▶ [Your instructions]: Your answer should consist of each line below that includes the word "white".

Data for the task Start Marker

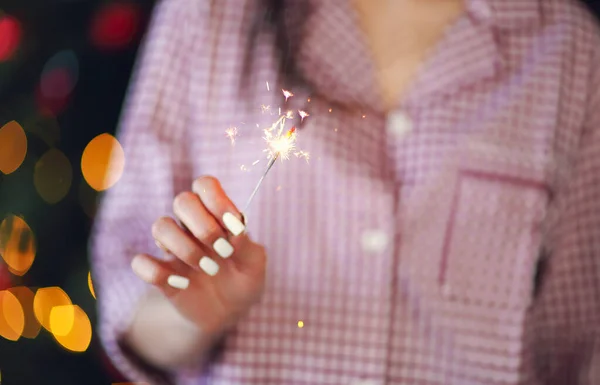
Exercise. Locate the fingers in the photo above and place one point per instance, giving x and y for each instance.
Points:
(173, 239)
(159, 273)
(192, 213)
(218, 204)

Data for the task End Marker
Data for the task Start Marker

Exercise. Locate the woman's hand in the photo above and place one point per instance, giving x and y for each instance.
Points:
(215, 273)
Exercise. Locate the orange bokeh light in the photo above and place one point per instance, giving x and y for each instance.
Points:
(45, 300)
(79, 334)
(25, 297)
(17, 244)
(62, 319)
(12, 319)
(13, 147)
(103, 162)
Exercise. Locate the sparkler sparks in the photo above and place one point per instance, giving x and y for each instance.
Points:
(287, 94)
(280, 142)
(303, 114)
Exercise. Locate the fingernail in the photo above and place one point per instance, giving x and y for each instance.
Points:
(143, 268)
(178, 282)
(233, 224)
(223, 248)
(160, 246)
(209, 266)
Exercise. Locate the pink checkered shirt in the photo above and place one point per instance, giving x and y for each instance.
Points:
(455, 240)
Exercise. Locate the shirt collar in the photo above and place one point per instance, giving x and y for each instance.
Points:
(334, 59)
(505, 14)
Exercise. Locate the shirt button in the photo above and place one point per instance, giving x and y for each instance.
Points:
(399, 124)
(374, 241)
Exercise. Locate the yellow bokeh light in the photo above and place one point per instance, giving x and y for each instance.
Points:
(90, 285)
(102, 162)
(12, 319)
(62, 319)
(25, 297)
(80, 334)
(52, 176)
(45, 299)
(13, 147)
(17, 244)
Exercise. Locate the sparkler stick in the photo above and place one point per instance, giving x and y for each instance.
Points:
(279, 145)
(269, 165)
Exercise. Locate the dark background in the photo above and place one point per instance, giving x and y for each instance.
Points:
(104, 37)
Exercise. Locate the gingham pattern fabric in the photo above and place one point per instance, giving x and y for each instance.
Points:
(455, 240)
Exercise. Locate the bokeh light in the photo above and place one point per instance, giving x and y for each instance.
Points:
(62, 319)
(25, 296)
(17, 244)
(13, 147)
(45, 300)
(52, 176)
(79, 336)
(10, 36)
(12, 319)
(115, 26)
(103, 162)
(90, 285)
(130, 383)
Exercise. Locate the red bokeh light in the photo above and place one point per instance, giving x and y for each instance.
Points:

Data for the task End Marker
Data for the task Start Marker

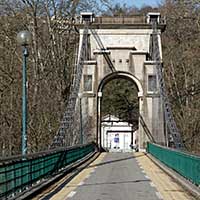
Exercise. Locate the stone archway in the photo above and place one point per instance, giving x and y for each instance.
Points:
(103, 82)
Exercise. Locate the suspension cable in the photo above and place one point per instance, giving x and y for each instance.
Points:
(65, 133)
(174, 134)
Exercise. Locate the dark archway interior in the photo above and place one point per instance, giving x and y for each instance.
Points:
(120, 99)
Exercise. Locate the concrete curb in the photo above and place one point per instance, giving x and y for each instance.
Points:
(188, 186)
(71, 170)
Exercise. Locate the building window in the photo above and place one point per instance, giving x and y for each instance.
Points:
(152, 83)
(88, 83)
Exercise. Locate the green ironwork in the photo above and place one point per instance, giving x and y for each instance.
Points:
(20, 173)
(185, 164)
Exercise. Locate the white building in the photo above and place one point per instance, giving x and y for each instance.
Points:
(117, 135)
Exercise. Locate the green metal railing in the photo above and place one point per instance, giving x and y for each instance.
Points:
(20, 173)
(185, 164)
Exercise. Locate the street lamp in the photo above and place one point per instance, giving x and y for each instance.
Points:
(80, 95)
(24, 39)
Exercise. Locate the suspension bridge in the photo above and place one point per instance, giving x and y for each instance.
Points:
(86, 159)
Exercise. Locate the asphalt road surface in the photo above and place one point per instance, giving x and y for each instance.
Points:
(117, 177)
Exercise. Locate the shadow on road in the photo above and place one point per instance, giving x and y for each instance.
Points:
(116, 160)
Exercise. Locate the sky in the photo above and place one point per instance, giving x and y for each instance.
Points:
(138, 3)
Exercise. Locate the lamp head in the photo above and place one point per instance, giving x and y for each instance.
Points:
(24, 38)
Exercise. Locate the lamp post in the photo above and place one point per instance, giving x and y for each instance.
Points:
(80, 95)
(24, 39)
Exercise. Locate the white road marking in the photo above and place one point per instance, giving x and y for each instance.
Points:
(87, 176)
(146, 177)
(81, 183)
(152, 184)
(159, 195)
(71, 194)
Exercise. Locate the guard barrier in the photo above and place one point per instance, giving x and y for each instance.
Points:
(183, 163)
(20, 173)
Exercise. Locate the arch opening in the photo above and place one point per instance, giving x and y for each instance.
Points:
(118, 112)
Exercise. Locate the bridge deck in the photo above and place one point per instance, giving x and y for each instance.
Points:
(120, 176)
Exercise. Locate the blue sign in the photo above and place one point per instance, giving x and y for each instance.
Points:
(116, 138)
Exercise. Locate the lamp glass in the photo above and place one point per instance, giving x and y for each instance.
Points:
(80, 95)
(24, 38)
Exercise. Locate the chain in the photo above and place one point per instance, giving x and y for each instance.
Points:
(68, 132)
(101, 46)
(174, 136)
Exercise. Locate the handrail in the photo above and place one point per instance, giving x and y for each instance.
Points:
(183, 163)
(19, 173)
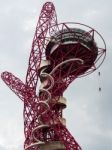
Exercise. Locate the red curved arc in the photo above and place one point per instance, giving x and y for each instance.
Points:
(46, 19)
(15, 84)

Data for the task End Marker

▶ [Exercise answer]:
Exercise. Locate the white building in the photo above and place one point per instance, giving x and y for each instance.
Exercise. Locate the white road marking in the photo above and place one point per instance, giving x and y for each instance.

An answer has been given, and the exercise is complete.